What to work on — Reproduce the passage on image classifiers word for word.

Reading text —
______

For example, the network may be of the design described in the
background.
[0090] Embodiments may be applied to different image classification
domains; associating a ground-truth quality score per training
sample is applicable across various domains. For example, the image
classifier in an embodiment may be configured for face recognition,
visual geolocation, gesture recognition, object recognition, driver
assistance, e.g., identifying objects on the road, image tagging,
quality control, e.g., recognizing a defect in an image of
manufactured product, and so on. A particular important
application, however, are medical image classifiers. Not only are
medical image classifiers important in their own right, getting an
accurate output is especially important for this application.
Moreover, the problem of varying quality of ground-truth labels, in
a way that can be predicted from meta-data was observed in this
particular setting. For example, in the context of quality control,
an image classifier can be trained on previously
[0091] For example, in an embodiment, the image classifier is a
medical image classifier. For example, the ground-truth label may
indicate a medical abnormality in the image.

______

Data extract —
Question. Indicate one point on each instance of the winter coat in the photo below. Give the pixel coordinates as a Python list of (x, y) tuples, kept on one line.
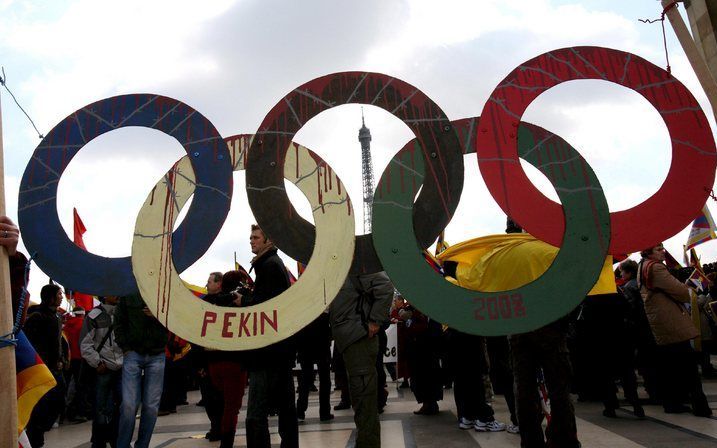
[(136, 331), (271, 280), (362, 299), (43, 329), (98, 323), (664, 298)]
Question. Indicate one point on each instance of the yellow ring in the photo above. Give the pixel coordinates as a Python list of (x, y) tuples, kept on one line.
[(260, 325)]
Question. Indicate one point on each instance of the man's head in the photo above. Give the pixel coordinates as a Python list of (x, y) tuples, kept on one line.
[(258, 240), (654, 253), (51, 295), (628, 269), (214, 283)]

______

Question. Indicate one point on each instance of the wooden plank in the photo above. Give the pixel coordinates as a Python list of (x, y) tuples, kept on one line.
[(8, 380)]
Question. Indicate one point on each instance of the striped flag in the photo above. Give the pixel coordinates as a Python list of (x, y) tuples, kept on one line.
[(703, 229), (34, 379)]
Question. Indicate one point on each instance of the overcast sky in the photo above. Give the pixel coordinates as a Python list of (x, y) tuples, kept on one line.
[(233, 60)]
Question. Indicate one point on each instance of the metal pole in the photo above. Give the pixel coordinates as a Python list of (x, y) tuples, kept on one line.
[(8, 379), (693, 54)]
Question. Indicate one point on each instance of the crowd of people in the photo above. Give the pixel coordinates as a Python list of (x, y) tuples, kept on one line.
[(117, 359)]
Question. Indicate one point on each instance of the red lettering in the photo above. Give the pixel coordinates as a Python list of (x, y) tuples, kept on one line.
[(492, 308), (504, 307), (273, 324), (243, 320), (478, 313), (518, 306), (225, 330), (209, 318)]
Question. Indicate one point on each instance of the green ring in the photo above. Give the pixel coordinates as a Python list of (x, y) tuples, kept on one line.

______

Solution for this problem —
For example, the network may be of the design described in the
background.
[0090] Embodiments may be applied to different image classification
domains; associating a ground-truth quality score per training
sample is applicable across various domains. For example, the image
classifier in an embodiment may be configured for face recognition,
visual geolocation, gesture recognition, object recognition, driver
assistance, e.g., identifying objects on the road, image tagging,
quality control, e.g., recognizing a defect in an image of
manufactured product, and so on. A particular important
application, however, are medical image classifiers. Not only are
medical image classifiers important in their own right, getting an
accurate output is especially important for this application.
Moreover, the problem of varying quality of ground-truth labels, in
a way that can be predicted from meta-data was observed in this
particular setting. For example, in the context of quality control,
an image classifier can be trained on previously
[0091] For example, in an embodiment, the image classifier is a
medical image classifier. For example, the ground-truth label may
indicate a medical abnormality in the image.